▸ BRIEF
Every line from the one with "arm in the photo above." to the end of the data needs to be copied exactly, and no line before it.

▸ MATERIAL FOR THE TASK
--

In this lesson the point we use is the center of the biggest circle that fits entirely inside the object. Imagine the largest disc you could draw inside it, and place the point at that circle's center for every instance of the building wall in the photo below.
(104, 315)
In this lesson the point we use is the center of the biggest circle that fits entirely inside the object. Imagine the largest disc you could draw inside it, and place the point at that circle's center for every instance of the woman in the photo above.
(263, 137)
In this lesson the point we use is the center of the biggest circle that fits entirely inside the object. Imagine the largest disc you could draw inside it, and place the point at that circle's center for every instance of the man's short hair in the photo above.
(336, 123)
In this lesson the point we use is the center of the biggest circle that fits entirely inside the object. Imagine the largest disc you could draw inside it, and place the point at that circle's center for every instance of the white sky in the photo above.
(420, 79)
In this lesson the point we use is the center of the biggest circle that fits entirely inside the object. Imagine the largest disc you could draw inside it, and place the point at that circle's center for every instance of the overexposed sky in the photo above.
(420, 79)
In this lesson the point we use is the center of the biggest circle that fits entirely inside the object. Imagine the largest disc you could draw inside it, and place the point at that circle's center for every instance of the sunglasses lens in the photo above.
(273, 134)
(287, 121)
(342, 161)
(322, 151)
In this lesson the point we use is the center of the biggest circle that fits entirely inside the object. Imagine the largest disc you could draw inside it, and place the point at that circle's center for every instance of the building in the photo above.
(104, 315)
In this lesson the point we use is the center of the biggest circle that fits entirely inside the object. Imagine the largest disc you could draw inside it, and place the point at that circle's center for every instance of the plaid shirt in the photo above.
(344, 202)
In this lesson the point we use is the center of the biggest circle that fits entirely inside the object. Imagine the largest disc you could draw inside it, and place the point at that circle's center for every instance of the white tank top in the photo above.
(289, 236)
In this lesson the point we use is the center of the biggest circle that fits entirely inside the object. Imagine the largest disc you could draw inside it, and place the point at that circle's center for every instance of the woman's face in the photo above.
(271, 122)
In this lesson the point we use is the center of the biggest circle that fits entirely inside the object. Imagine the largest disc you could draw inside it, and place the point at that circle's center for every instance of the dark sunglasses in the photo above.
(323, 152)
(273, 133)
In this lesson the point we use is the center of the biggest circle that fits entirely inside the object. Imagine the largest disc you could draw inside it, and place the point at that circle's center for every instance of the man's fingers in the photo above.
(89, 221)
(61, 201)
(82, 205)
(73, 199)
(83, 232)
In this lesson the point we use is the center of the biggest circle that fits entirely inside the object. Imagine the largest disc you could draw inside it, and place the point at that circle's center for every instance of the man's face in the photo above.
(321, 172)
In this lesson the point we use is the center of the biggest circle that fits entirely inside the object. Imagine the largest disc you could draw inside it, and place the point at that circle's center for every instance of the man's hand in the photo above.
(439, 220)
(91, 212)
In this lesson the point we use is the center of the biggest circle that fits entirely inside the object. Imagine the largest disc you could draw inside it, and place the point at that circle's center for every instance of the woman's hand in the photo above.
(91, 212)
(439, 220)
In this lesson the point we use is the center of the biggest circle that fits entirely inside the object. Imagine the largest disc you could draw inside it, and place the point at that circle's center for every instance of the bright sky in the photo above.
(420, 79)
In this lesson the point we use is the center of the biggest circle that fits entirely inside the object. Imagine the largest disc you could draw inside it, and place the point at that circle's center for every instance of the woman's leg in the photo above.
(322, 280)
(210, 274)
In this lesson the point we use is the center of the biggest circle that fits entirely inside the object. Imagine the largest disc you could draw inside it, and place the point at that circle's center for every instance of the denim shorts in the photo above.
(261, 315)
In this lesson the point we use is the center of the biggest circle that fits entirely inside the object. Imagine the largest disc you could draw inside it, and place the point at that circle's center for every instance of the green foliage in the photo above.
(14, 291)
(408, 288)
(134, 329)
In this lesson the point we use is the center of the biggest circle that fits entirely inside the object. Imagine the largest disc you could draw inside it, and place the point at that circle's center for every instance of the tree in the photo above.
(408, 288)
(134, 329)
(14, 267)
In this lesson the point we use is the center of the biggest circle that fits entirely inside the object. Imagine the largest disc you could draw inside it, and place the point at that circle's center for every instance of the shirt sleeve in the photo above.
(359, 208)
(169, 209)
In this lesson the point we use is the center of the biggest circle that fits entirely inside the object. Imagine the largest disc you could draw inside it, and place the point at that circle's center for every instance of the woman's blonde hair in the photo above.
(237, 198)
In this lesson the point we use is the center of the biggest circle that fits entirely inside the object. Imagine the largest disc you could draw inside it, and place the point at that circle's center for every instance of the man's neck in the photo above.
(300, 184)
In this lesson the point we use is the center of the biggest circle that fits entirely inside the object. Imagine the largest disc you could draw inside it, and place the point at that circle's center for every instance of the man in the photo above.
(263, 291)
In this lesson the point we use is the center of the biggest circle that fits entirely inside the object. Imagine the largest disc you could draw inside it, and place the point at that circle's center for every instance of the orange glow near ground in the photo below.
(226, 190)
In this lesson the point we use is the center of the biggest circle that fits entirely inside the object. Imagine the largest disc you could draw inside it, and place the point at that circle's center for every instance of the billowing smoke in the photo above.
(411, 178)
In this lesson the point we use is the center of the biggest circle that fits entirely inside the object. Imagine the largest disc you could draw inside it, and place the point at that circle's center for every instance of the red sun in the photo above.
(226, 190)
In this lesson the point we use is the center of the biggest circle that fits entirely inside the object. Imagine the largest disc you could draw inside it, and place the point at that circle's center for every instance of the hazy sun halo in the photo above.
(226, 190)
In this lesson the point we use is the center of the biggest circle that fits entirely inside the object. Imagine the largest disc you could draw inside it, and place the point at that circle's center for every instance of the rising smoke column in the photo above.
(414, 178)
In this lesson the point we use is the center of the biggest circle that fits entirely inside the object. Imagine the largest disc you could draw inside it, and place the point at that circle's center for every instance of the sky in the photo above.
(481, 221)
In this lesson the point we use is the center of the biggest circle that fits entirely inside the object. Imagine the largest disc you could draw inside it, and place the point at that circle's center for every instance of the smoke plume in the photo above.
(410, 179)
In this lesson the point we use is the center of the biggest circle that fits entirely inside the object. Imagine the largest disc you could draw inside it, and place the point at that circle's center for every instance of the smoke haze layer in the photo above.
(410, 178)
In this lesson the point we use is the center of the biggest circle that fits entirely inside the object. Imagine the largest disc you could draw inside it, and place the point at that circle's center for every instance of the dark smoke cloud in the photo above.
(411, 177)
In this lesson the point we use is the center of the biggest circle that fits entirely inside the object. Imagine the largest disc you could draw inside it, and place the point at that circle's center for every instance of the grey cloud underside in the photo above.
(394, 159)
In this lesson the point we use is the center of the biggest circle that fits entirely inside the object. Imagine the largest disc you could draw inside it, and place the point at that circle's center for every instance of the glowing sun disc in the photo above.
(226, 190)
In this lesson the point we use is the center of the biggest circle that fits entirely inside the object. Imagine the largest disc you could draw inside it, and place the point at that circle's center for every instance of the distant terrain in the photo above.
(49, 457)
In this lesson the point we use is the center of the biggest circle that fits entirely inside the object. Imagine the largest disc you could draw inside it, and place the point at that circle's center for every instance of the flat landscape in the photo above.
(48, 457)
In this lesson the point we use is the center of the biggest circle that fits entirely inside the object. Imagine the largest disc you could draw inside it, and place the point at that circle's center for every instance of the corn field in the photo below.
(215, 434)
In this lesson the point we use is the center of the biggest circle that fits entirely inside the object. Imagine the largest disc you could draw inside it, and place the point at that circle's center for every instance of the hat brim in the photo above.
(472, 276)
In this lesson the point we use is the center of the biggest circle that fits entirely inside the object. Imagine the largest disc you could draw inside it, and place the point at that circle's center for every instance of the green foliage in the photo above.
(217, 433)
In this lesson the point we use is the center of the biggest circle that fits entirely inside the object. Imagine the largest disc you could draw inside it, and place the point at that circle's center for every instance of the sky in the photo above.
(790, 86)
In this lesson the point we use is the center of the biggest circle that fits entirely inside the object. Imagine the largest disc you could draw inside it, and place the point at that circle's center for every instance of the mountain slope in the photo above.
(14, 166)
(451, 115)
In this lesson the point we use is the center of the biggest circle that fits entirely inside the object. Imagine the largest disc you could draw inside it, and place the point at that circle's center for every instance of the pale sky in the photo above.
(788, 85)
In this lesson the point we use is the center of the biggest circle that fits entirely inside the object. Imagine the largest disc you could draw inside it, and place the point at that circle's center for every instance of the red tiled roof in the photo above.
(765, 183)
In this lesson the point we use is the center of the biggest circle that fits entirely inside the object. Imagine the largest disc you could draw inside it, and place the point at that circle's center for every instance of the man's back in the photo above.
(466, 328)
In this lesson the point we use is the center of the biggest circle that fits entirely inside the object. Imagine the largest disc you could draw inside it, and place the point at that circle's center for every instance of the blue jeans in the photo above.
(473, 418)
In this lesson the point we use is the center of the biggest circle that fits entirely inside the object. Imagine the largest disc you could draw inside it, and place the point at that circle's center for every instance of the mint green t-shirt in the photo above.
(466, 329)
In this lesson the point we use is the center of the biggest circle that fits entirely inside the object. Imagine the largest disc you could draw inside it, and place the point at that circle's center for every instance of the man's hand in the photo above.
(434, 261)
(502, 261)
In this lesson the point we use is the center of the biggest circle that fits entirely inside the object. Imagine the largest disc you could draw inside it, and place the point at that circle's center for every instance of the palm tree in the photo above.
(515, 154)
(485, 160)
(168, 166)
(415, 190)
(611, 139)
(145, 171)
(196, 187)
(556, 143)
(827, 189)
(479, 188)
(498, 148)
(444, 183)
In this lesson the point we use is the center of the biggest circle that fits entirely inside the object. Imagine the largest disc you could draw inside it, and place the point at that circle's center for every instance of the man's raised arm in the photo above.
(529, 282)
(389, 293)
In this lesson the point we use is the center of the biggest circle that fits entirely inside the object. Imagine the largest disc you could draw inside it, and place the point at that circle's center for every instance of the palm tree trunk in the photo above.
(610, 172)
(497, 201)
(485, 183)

--

▸ WRITTEN SOLUTION
In this lesson the point we use is the center of the biggest circle that fits entirely inside the object. Imagine the largest disc you could draw inside it, and place the point at that circle's center for every instance of the man's raised arm in the photo above.
(529, 282)
(389, 293)
In this lesson the point we use is the center of the biggest circle that fits entirely inside the object. Imagine the largest disc you could draw inside it, and place the point at that circle's center for every instance of the palm tree trunk in the photo above.
(610, 172)
(497, 201)
(485, 183)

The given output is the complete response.